* _Work to complete_:
Copy the records below word for word, leaving out the pictures.

* _Records to process_:
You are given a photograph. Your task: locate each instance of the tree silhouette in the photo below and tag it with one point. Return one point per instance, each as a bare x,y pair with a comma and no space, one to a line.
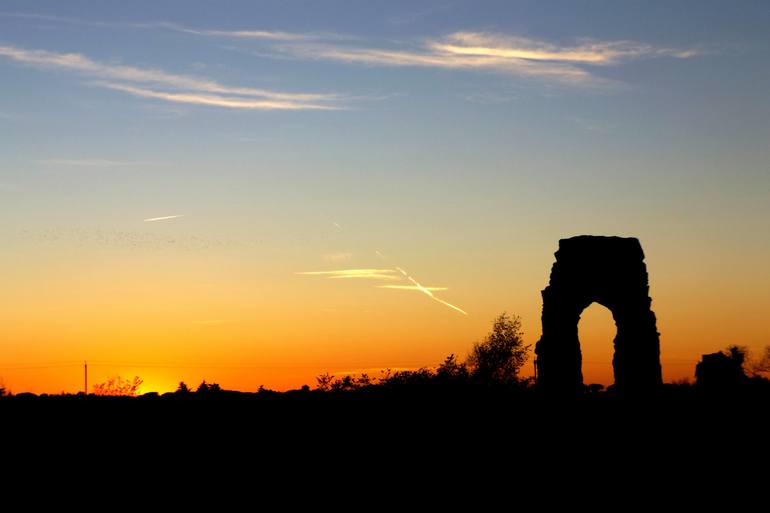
722,370
117,386
761,366
452,370
500,356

* _The output_:
You are given a photograph. Your task: locate each instance of the tree silhouette in the photo below and tag it with one point. Return one point per instance, each as a bare x,y pair with a comma and no space, one to a line.
722,370
117,386
761,366
452,370
500,356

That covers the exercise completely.